Aim: Set out every item below as a Markdown table with two columns, Row and Line. Number each line in order and leave out blank lines.
## Begin Records provided
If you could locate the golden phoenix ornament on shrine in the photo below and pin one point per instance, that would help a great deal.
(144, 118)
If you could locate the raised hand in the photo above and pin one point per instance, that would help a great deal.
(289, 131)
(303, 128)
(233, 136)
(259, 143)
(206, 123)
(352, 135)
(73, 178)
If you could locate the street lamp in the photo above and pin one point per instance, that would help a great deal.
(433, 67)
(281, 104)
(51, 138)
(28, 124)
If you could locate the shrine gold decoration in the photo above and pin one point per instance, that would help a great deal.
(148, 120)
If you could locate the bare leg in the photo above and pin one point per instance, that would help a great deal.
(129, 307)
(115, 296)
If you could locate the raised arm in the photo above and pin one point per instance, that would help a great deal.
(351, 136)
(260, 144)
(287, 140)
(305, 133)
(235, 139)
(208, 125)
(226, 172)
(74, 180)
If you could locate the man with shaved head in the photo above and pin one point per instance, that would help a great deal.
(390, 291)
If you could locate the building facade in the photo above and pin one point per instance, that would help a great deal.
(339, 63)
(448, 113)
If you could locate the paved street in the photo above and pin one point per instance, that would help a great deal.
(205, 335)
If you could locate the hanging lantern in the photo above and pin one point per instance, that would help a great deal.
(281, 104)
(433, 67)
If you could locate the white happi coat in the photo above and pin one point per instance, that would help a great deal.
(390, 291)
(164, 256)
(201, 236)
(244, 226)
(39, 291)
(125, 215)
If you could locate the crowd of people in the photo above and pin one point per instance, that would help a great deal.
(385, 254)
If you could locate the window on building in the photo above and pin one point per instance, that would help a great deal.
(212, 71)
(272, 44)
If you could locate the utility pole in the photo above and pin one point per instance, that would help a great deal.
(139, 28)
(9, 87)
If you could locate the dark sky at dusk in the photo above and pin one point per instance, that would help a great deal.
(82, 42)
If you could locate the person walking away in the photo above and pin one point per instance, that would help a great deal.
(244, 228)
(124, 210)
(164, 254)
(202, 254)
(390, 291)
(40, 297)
## End Records provided
Problem solution:
| Row | Line |
|---|---|
| 1 | If you could locate the golden phoenix ornament on shrine in the photo below and pin one point per instance, that would help a great deal. |
| 2 | (144, 118) |
| 3 | If you could locate the raised hand in the photo above and pin one point per instance, that would help a great deal. |
| 4 | (289, 131) |
| 5 | (303, 128) |
| 6 | (233, 136) |
| 7 | (259, 143) |
| 8 | (206, 123) |
| 9 | (352, 135) |
| 10 | (73, 178) |
| 11 | If you could locate the street lamp in the photo above and pin one point per instance, that would help a great deal. |
| 12 | (433, 67) |
| 13 | (281, 104) |
| 14 | (51, 138) |
| 15 | (28, 124) |
| 16 | If you could locate the shrine gold decoration in the photo above and pin one point per instance, that would help a great deal. |
| 17 | (148, 120) |
| 18 | If you could locate the bare leg in the photo above and pin one point per instance, that would help a great deal. |
| 19 | (129, 307) |
| 20 | (115, 296) |
| 21 | If you could locate the raised arm in the photo above and pin one point per instance, that would help a great deal. |
| 22 | (351, 136) |
| 23 | (260, 144) |
| 24 | (287, 140) |
| 25 | (305, 133) |
| 26 | (235, 139) |
| 27 | (208, 125) |
| 28 | (226, 172) |
| 29 | (74, 180) |
| 30 | If you could locate the man with shaved head in the photo above and pin one point per instance, that would help a great deal. |
| 31 | (390, 291) |
| 32 | If you could locate the building facade in the photo above and pin one point per instance, that would help a great deal. |
| 33 | (339, 63) |
| 34 | (448, 113) |
| 35 | If you could locate the paved street in the photo above and pin one point per instance, that would help a great deal. |
| 36 | (205, 335) |
| 37 | If you could locate the hanging lantern in the photo above and pin one point per instance, that would help a great deal. |
| 38 | (281, 104) |
| 39 | (433, 67) |
| 40 | If you could locate the white happi coat in the photo above and pin one point per instance, that would help a great deal. |
| 41 | (390, 291) |
| 42 | (164, 256) |
| 43 | (201, 236) |
| 44 | (244, 226) |
| 45 | (39, 291) |
| 46 | (125, 215) |
| 47 | If you could locate the crowd of people in the photo above and pin one point per instance, that would help a great deal. |
| 48 | (385, 254) |
| 49 | If you could locate the window on building in the photo above and pin one point per instance, that would help a great deal. |
| 50 | (212, 71) |
| 51 | (272, 44) |
| 52 | If you could locate the utility pole in the photo above and pin one point per instance, that would help a great deal. |
| 53 | (139, 28) |
| 54 | (9, 87) |
| 55 | If you could locate the dark sky at dusk in the photo above and pin one point per instance, that would help a great deal. |
| 56 | (82, 42) |
| 57 | If you could locate the person walking away in the photo above and pin one point per instance, that would help a great deal. |
| 58 | (244, 228) |
| 59 | (124, 210) |
| 60 | (164, 254) |
| 61 | (202, 254) |
| 62 | (390, 291) |
| 63 | (40, 297) |